**SUPPLIED TEXT:**

________________________

Thursday, June 23, 2016
New methods are improving ocean and climate measurements
From The Guardian by John Abraham
Improvements to ocean temperature measurements are making good measurements great
I have often said that global warming is really ocean warming.
As humans add more heat-trapping gases to the atmosphere, it causes the Earth to gain energy. Almost all of that energy ends up in the oceans.
So, if you want to know how fast the Earth is warming, you have to measure how fast the oceans are heating up.
Sounds easy enough at first, but when we recognize that the oceans are vast (and deep) we can appreciate the difficulties.
How can we get enough measurements, at enough locations, and enough depths, to measure the oceans’ temperatures?
Not only that, but since climate change is a long-term trend, it means we have to measure ocean temperature changes over many years and decades.
We really want to know how fast the oceans’ temperatures are changing over long durations.
But that isn’t all.
Throughout the years, we have made changes to the measurement methods.
From old canvas buckets that were dipped into waters which were then measured, to insulated buckets, to temperature probes on the hulls of ships, devices that would be dropped into deep ocean waters, and now the ARGO fleet, which is approximately 3,000 autonomous devices that are more-or-less equally distributed across the oceans.
Each of these devices measures temperatures a little differently; they have biases.
As you change from one set of instruments to another, you might see a cooling or warming effect related to the change in instruments, not because the water temperatures are changing.
The seeming intractability of this problem is why I began studying it a few years ago.
I have worked with colleagues to answer a very specific equation related to one of the most commonly employed ocean measurement devices, the eXpendable BathyThermograph (or XBT for short).
For many years, these devices formed the backbone of ocean temperature measurements.
My colleagues and I want to ensure measurements from XBTs are as accurate as possible.
These devices are used by navies to measure the depth of the thermocline.
While that was their original mission, climate scientists have adopted the devices for determining long-term ocean temperature changes.
The problem is that the devices are relatively simple; they are freely dropped into ocean waters.
As they descend, like a spinning torpedo, they unwind a wire connected to a computer system on-board the ship.
A sensor in the probe sends temperature information to the computer system and a recording is made.
When the device expends its wire, the wire breaks and the device continues to fall until it impacts the ocean floor.
It’s important for scientists to know the depth of each temperature measurement that the probe makes. The problem is, the probe does not detect its depth.
Rather, its depth is estimated by knowing how fast the probe falls in water.
The probe weight is balanced by drag forced between the water and the device.
If the knowledge of probe speed is not known accurately, it means a scientist may think the probe is at one depth when in fact, it’s at a different depth.

________________________

**MATERIAL:**

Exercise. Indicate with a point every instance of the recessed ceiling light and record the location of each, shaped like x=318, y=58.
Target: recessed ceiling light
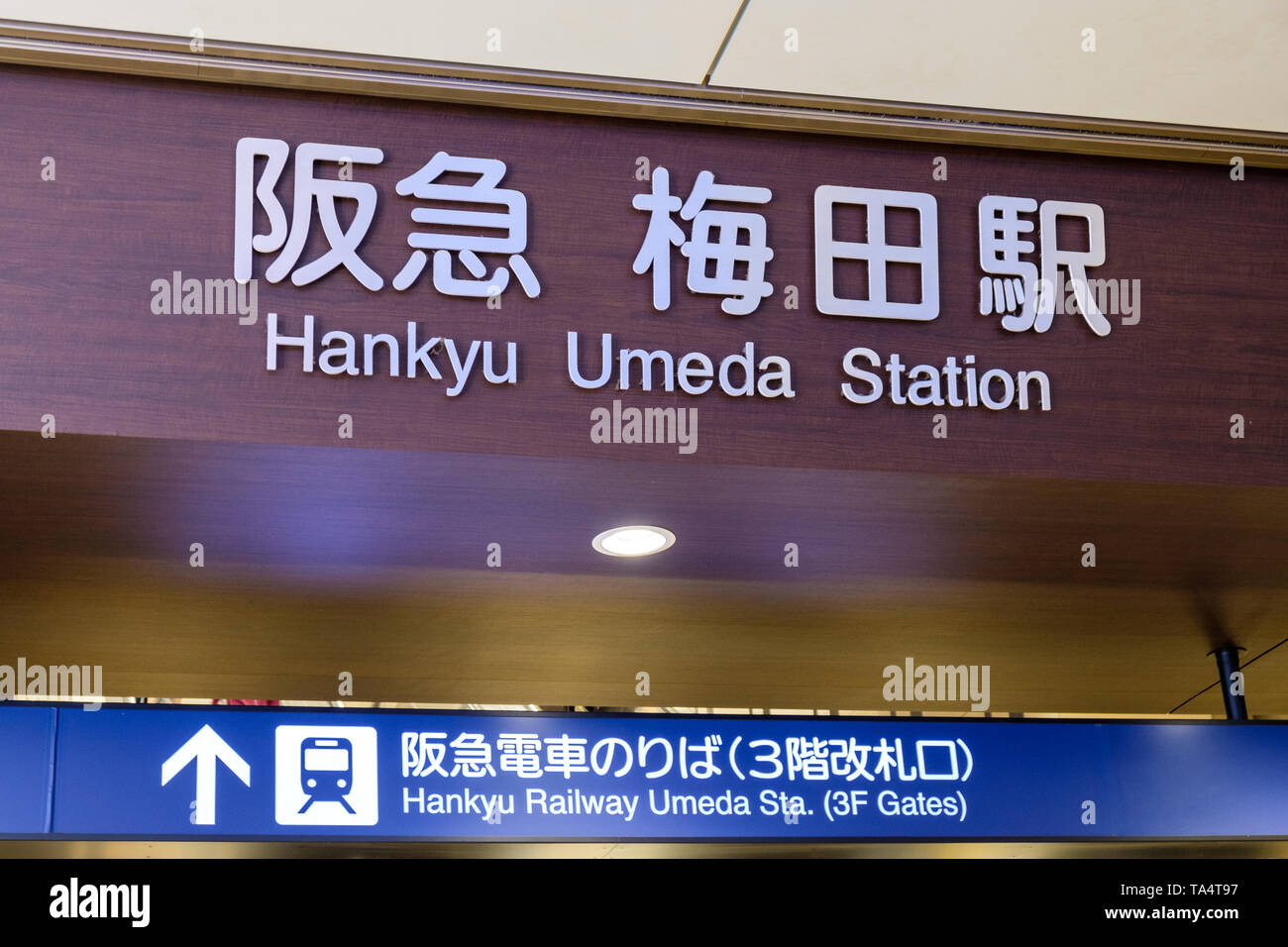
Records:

________________________

**GOALS:**
1. Rewrite the stretch of the ocean-temperature article from "As they descend, like" through "recording is made.", swapping "spinning torpedo" for "rotating torpedo".
2. Carry on the ocean-temperature article from the point where it stops.

**RESPONSES IN ORDER:**
1.
As they descend, like a rotating torpedo, they unwind a wire connected to a computer system on-board the ship.
A sensor in the probe sends temperature information to the computer system and a recording is made.

2.
This subtle uncertainty can lead to large uncertainties in the overall ocean heat content.
Extensive experiments have shown that our expectations of probe speed is suitable in areas where the ocean water is warm.
But, what about Arctic regions?
There, where water is cold, the water has a higher viscosity (and consequently drag force).
We wanted to know whether we could correct that archive of ocean temperature measurements to account for measurements made in cold waters.
To solve this problem, I teamed up with world-class scientists Dr. Lijing Cheng and Rebecca Cowley.
Lijing Cheng is a rapidly rising international scientist from the Chinese Academy of Sciences.
He is currently producing some of the best research on the Earth’s energy imbalance.
Rebecca Cowley is a data expert from CSIRO in Australia.
Her group is recognized as among the best in ocean heat content measurements and data quality.
The article was just published by the American Society of Meteorology and can be found here.
Our data shows that as you move from warm waters to cold waters, probe descent speed changes by approximately 2%.
We provided a simple way that oceanographers could account for this effect in their data, and we then compared our proposed correction to high-quality temperature data obtained from side-by-side temperature experiments with two different instruments.
We showed that our method reduces temperature error and increases our understanding of ocean warming.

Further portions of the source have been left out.